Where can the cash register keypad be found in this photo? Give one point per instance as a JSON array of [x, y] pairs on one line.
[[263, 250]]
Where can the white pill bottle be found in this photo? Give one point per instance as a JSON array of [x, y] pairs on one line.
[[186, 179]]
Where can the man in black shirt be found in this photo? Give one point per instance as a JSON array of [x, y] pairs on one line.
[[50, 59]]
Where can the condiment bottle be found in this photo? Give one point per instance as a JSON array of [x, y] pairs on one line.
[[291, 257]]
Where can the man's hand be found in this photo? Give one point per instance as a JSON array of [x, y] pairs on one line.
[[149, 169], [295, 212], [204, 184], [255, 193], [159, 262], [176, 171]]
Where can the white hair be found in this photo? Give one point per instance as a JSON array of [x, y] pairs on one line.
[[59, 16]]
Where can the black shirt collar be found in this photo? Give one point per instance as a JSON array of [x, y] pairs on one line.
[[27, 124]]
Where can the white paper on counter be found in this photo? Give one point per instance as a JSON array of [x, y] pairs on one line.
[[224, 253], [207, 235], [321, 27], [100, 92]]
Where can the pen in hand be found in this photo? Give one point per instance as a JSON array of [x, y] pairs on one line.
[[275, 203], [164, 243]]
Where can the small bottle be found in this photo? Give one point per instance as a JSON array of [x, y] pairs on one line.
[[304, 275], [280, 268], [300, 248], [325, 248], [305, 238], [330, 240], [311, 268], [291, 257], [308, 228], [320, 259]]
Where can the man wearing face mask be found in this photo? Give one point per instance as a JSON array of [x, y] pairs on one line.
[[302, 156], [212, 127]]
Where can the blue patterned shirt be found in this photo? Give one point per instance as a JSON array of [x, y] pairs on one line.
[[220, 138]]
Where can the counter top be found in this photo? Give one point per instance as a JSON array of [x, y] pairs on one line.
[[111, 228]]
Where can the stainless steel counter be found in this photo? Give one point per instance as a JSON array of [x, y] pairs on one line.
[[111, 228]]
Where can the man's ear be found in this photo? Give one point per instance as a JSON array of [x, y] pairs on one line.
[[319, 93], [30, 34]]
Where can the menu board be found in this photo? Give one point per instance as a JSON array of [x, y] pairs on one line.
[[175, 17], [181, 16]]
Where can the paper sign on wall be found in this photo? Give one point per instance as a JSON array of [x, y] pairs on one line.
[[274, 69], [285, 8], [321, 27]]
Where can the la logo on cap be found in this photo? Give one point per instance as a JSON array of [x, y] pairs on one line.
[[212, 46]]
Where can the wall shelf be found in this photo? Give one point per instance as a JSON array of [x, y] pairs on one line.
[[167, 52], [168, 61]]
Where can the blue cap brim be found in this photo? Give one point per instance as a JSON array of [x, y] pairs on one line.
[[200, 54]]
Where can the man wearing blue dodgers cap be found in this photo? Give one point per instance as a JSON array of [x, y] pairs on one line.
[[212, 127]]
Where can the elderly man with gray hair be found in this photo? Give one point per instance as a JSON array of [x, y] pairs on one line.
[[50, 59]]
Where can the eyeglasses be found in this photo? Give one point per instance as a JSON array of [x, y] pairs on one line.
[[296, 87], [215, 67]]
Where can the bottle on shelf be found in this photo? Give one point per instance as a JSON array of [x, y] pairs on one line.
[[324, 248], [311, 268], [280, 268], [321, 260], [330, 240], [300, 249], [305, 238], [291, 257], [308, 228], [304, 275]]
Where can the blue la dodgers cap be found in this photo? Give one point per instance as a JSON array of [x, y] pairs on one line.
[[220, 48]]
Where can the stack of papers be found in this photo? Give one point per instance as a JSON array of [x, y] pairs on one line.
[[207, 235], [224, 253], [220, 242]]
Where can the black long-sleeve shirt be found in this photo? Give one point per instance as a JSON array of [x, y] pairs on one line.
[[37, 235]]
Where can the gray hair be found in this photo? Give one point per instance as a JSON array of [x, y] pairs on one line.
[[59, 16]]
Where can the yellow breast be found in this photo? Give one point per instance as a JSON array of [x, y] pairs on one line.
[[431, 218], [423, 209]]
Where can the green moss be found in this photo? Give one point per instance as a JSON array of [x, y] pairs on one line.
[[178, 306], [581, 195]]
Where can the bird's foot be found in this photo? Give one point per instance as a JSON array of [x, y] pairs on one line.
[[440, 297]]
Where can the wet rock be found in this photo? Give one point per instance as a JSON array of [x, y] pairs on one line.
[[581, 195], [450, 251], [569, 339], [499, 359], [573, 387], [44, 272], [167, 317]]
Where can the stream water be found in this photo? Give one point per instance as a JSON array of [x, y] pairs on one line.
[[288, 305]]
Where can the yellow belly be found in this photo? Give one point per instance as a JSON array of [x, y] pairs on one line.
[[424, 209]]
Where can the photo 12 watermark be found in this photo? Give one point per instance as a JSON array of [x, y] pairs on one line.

··········

» **Exercise instructions**:
Give every record again, exactly as it appears.

» **Final answer**:
Where can the cash register keypad be found in this photo? Give one point per instance as a JSON array of [x, y] pairs on one line.
[[263, 250]]
Where can the white pill bottle be found in this photo? Give one point per instance as a JSON array of [x, y] pairs on one line.
[[186, 179]]
Where can the man in black shirt be found in this photo? Give one point per instance as a JSON array of [x, y] pairs on one line.
[[50, 59]]
Where can the condiment bottle be found in this photo? Give one point per instance as a JSON array of [x, y] pairs on one line.
[[291, 257]]
Where can the man's hand be found in this photo? Give one point per instance as a JSON array of [x, y] pairs on one line.
[[149, 169], [295, 212], [204, 184], [255, 193], [159, 262], [176, 171]]
Where can the white hair be found in this photo? Give one point per instance as a JSON array of [x, y] pairs on one line.
[[59, 16]]
Where can the black shirt collar be found in this photo? Give one point per instance as a JSON array of [x, y] pairs on one line.
[[27, 124]]
Where can the white paper on counter be found in this photo? Give one point per instance as a JSON array of [x, y] pairs on one line.
[[224, 253], [207, 235], [321, 27], [100, 92]]
Where can the pen in hand be found in this photo? Give one point per instance as a JSON array of [x, y] pairs on one line.
[[275, 203], [164, 243]]
Where can the small bottle be found in this photo? Give one point per instance as a JSON array of [x, y] pairs on one line.
[[304, 275], [280, 268], [300, 248], [325, 248], [305, 238], [330, 240], [311, 268], [291, 257], [308, 228], [320, 259]]
Where can the man wearing face mask be found in this photo? Give one point per instance as a JSON array of [x, y] pairs on one line.
[[302, 156], [212, 127]]
Where can the blue patterned shirt be found in this photo? Give one point per instance as a JSON array of [x, y] pairs on one line.
[[220, 138]]
Where can the counter top be found in this photo? Give one point per instance as a JSON array of [x, y] pairs on one line.
[[111, 228]]
Where can the stainless steel counter be found in this photo? Give one point per instance as a JSON array of [x, y] pairs on one line.
[[111, 228]]
Where can the man's ear be found in this photo? Give one point per instance as a JSON array of [x, y] pairs on one line.
[[319, 93], [30, 34]]
Where can the menu board be found in this photo? Give one point per instance as a JSON array of [x, y] pairs on one line.
[[175, 17], [181, 16]]
Where can the paper sign on wall be found in this photo? Give one point per instance as a JSON array of [x, y] pairs on one line.
[[274, 69], [285, 8], [321, 27]]
Where can the la logo on cap be found in this photo? Give one point per instance as a JSON array of [x, y] pairs on one line.
[[212, 46]]
Where can the wall shelf be found in this photo? Give one point per instance as a JSON array of [x, y] pairs on one line.
[[167, 52], [168, 61]]
Where can the blue cap brim be found in this photo? Give one point per instance as a JSON array of [x, y] pairs on one line.
[[200, 54]]
Where can the man wearing blue dodgers cap be found in this photo? Give one point per instance as a JSON array of [x, y] pairs on one line.
[[212, 127]]
Where can the elderly man with gray hair be found in this photo? Give one point per instance as a JSON array of [x, y] pairs on one line.
[[50, 59]]
Where can the eyeglasses be found in this photo? Give one point per instance as a JSON array of [x, y] pairs on one line.
[[296, 87], [215, 67]]
Where can the bottle on shelf be found in this photo? Give one point per instance as a JSON array of [x, y] pairs on one line.
[[324, 248], [311, 268], [280, 268], [321, 260], [330, 240], [300, 249], [305, 238], [291, 257], [308, 228], [304, 275]]
Where can the blue la dodgers cap be found in this photo? Give one point per instance as a JSON array of [x, y] pairs on one line.
[[220, 48]]
Where can the stack of papers be found in this photo? Give one point per instance as a JSON array of [x, y] pairs on one line.
[[207, 235], [224, 253], [220, 242]]
Where can the black long-sleeve shirt be found in this photo? Give one point per instance as a JSON array of [x, y] pairs on one line.
[[37, 235]]
Where can the gray hair be found in this photo? Give one point per instance as a JSON array of [x, y] pairs on one line.
[[59, 16]]
Where can the yellow breast be found in this photo? Give one point per instance as a JSON array of [x, y] pairs on one line.
[[431, 218], [423, 209]]
Where can the green moss be found in this photo? Give one point per instance as a JSON array of [x, y] pairs on one line.
[[178, 306], [581, 195]]
Where can the bird's foot be found in this photo? Give one point per instance as a JSON array of [x, y] pairs on one line.
[[440, 297]]
Where can the wet rock be found in this photo? Give one point per instance as a JSON array of [x, y] pairs on one line.
[[581, 195], [450, 251], [569, 339], [499, 359], [573, 387], [44, 272], [167, 317]]
Where can the stream water be found in this photo? Give one point per instance as a JSON array of [x, y] pairs on one line.
[[288, 305]]
Where can the yellow belly be found in this photo? Give one point per instance as a JSON array of [x, y] pairs on one line.
[[424, 209]]
Where can the photo 12 watermark be found in this photo? Give one point per instance as a JSON array of [x, y] pairs on one line.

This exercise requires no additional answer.